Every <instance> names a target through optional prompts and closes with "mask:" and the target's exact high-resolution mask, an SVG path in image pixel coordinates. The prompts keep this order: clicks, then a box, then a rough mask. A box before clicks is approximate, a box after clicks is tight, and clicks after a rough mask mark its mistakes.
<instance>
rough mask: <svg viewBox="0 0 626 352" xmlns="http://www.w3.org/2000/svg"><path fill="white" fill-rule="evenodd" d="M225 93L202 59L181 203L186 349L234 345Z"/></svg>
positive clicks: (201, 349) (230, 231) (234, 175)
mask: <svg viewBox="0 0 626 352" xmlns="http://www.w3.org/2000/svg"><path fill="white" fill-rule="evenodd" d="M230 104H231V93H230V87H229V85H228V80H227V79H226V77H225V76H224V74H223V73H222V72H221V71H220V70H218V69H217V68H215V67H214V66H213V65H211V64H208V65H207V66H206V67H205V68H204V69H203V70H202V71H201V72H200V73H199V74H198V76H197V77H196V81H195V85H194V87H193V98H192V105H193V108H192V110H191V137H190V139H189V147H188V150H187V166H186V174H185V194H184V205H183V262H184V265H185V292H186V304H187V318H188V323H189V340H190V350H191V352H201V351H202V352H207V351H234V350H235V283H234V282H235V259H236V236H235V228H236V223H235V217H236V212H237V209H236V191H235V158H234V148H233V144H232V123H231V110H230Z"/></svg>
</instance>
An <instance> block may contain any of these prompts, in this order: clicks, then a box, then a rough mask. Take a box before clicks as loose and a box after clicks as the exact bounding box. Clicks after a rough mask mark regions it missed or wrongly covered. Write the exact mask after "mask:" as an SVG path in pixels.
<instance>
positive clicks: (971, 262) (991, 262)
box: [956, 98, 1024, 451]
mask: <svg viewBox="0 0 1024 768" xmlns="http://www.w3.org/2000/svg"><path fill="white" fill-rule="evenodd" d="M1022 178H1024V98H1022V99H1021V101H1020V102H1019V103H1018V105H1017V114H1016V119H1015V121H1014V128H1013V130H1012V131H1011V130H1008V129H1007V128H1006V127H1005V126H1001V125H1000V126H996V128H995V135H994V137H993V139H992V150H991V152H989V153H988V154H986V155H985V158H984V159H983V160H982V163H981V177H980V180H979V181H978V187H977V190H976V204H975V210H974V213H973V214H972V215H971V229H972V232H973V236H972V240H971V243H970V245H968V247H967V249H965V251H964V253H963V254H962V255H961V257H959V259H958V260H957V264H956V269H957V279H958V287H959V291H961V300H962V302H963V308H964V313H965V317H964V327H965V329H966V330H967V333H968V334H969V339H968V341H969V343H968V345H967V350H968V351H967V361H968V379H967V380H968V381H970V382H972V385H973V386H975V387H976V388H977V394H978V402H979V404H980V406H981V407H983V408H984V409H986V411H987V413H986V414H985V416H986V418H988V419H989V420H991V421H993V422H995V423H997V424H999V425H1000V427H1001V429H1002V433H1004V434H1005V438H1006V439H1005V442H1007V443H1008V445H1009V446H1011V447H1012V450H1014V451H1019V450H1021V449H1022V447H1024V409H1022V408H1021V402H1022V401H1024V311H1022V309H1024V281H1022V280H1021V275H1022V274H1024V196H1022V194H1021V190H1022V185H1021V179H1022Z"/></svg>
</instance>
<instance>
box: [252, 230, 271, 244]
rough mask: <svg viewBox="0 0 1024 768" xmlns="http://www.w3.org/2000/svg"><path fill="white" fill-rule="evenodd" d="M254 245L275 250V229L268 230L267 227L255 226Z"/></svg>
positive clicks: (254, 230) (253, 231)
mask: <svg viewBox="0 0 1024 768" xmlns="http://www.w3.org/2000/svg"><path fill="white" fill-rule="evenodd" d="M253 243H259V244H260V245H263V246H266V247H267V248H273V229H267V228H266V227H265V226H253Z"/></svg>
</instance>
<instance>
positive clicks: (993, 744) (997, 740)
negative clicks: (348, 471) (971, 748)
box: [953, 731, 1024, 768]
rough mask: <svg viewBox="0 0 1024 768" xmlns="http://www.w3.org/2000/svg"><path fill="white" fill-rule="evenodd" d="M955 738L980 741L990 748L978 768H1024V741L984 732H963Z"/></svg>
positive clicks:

####################

Instructions for the task ::
Reproduce the part of the listing that opens with its first line and closes with the line containing "positive clicks: (201, 349)", substituting "cues" for "prompts" and leaving everything else unchanged.

Result for this exercise ::
Every <instance> names a target through optional cues and closes with "mask:" and the target's exact high-resolution mask, an SVG path in image pixel coordinates. The cues keep this order: clicks, then a box, then a rough mask. A box before clicks is approximate, a box after clicks is tight, and clicks after a rough mask mark its mistakes.
<instance>
rough mask: <svg viewBox="0 0 626 352" xmlns="http://www.w3.org/2000/svg"><path fill="white" fill-rule="evenodd" d="M225 93L202 59L181 203L186 349L234 345Z"/></svg>
positive clicks: (201, 349) (230, 231) (234, 175)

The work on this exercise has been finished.